_The task_:
Give as output the line that contains "Can you find the snowy", followed by every remaining line of the entries, unchanged and with nothing added.

_Supplied material_:

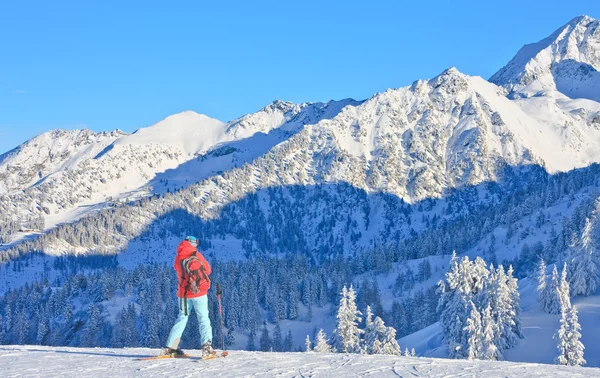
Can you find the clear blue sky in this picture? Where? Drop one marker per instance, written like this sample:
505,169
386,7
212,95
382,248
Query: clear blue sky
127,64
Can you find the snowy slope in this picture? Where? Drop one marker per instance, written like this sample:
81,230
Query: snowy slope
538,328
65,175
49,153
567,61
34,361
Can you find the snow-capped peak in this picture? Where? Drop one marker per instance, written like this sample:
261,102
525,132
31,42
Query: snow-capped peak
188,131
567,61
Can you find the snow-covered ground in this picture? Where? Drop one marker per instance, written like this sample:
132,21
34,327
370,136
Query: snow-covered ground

_Output for this task_:
Can you find the snowy slope in this picture? Where? Drop one marker per instance, written like this sample:
81,230
Query: snowy slope
538,328
65,175
49,153
567,61
34,361
Can you find the snow-capped peak in this picture? Where? Drop one marker per instance, written like this sample:
261,102
525,132
31,42
Query: snow-capped peak
188,131
567,61
Can you find the snow-covered ground in this picture? Where? Drop one marker per instance, written like this sample:
132,21
34,327
370,136
Query: snow-covered ground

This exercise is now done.